Please repeat all of the lines that follow, exactly as written.

===== Exercise data

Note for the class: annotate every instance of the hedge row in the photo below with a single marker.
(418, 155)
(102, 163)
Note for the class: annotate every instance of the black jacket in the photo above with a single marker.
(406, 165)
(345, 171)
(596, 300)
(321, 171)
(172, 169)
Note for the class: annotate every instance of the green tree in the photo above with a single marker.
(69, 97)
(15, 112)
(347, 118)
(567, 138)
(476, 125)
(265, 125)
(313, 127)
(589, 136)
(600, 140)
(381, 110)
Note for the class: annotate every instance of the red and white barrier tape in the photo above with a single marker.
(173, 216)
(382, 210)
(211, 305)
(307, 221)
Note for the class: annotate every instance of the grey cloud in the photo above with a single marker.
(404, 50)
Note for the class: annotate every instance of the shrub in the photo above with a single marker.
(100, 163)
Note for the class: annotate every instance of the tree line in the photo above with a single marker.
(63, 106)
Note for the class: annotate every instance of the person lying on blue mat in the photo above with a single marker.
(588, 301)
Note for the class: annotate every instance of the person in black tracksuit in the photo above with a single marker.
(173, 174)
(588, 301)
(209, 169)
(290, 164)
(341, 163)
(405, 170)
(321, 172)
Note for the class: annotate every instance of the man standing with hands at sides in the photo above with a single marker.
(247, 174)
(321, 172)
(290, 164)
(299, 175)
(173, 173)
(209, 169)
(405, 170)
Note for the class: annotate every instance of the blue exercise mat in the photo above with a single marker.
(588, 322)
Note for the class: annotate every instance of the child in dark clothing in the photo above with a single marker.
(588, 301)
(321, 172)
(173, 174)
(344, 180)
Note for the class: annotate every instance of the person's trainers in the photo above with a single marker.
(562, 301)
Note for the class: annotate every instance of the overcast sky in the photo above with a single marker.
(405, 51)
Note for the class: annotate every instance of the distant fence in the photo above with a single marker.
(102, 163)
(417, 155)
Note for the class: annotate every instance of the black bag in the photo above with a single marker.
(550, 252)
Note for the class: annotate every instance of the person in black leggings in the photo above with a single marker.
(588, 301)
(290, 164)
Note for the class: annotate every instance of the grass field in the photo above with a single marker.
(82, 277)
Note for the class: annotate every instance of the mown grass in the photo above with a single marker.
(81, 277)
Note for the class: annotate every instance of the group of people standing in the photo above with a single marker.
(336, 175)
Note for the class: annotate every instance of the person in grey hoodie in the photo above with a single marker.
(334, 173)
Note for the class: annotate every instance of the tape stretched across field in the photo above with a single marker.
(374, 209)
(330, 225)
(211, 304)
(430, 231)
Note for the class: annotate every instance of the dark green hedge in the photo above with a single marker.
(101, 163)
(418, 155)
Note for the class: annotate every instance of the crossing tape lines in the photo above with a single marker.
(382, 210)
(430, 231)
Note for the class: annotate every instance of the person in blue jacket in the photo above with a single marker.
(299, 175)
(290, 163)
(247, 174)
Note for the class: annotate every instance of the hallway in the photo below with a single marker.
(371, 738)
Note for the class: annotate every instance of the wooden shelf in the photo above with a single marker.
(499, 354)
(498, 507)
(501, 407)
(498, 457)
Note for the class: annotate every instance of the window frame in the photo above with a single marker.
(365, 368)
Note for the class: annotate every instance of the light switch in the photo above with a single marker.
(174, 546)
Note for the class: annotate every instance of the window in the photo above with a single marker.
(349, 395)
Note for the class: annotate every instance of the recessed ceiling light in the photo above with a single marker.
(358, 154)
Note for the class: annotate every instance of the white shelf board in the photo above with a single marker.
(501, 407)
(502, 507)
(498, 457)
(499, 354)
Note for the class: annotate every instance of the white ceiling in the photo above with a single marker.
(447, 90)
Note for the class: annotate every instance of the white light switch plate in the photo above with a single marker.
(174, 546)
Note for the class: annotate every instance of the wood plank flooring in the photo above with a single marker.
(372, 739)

==========

(Written solution):
Note for the class: annotate every instance of the hedge row in the photo below with a single marker.
(418, 155)
(102, 163)
Note for the class: annotate every instance of the black jacket in the photo above with a single marker.
(406, 165)
(345, 171)
(596, 300)
(321, 171)
(172, 169)
Note for the class: annotate every instance of the green tree in the photo above with a single marker.
(69, 97)
(15, 112)
(347, 118)
(567, 138)
(476, 125)
(265, 125)
(313, 127)
(589, 136)
(600, 140)
(381, 110)
Note for the class: annotate every instance of the red and white barrier tape in the photo above with a single marker.
(173, 216)
(382, 210)
(211, 305)
(307, 221)
Note for the class: annotate every instance of the grey cloud in the photo above with a single marker.
(404, 50)
Note for the class: annotate every instance of the shrub in the photo above with a single marker.
(100, 163)
Note for the class: annotate every instance of the tree line in the photo above with a single marker.
(63, 106)
Note for the class: annotate every instance of the person lying on blue mat in the photo above with a single marker.
(588, 301)
Note for the class: annotate every instance of the person in black tracksuit in the photo above with a single marker.
(173, 174)
(588, 301)
(209, 169)
(290, 164)
(341, 163)
(405, 170)
(321, 172)
Note for the class: annotate every instance of the man standing with hands at sides in the photo above with a single marker.
(247, 174)
(321, 172)
(290, 164)
(299, 175)
(173, 173)
(209, 169)
(405, 170)
Note for the class: annotate every instance of the blue exercise mat in the photo above with a single marker.
(588, 322)
Note for the class: annotate every instance of the child in dark clothing in the photo above with a single marker.
(588, 301)
(321, 172)
(173, 174)
(344, 180)
Note for the class: annotate every instance of the person's trainers in the photo above with a single marker.
(562, 301)
Note for the class: annotate every instance of the overcast sky in the photo above with a single marker.
(405, 51)
Note for the class: annotate every instance of the distant fence in the photo above with a single marker.
(102, 163)
(417, 155)
Note for the class: annotate every instance of the black bag in the photo above with a single marker.
(550, 252)
Note for the class: annotate every instance of the person in black leggings in the photo above with a single marker.
(588, 301)
(290, 164)
Note for the class: annotate every instance of the grass field in the photo above with a single marker.
(82, 277)
Note for the class: annotate every instance of the mown grass in the photo above with a single marker.
(81, 277)
Note for the class: annotate every instance of the group of people standing in the photo above with a single marker.
(336, 175)
Note for the class: annotate every instance of the person in grey hoodie in the photo above with a single marker.
(334, 173)
Note for the class: annotate every instance of the tape stretched across field in the photo above with a single marker.
(374, 209)
(330, 225)
(211, 304)
(430, 231)
Note for the class: annotate every instance of the dark green hedge in the photo above with a single marker.
(101, 163)
(418, 155)
Note for the class: annotate every instance of the crossing tape lines in the photo above with a single marker.
(382, 210)
(430, 231)
Note for the class: annotate every instance of the person in blue jacket in the photo above with a single marker.
(299, 175)
(290, 163)
(247, 174)
Note for the class: annotate every instance of the hallway in the photo below with a single marker.
(371, 738)
Note for the class: annotate every instance of the wooden shelf in the photo above with a single marker.
(499, 354)
(498, 507)
(501, 407)
(498, 457)
Note for the class: annotate every instance of the window frame in the photo above with a single marker.
(365, 368)
Note for the class: annotate every instance of the light switch in the photo above with a single marker.
(174, 546)
Note for the class: annotate every instance of the window in the photo above with a single marker.
(349, 395)
Note for the class: annotate every instance of the recessed ceiling light in the photo above with a single marker.
(358, 154)
Note for the class: annotate every instance of the white shelf board in the photo above with a single marker.
(501, 407)
(502, 507)
(498, 457)
(499, 354)
Note for the class: annotate every instance of the white ceiling in the photo above with a single marker.
(447, 90)
Note for the class: annotate every instance of the white light switch plate in the photo above with a single marker.
(174, 546)
Note for the class: annotate every instance of the wood plank flooring in the photo above with a single marker.
(372, 739)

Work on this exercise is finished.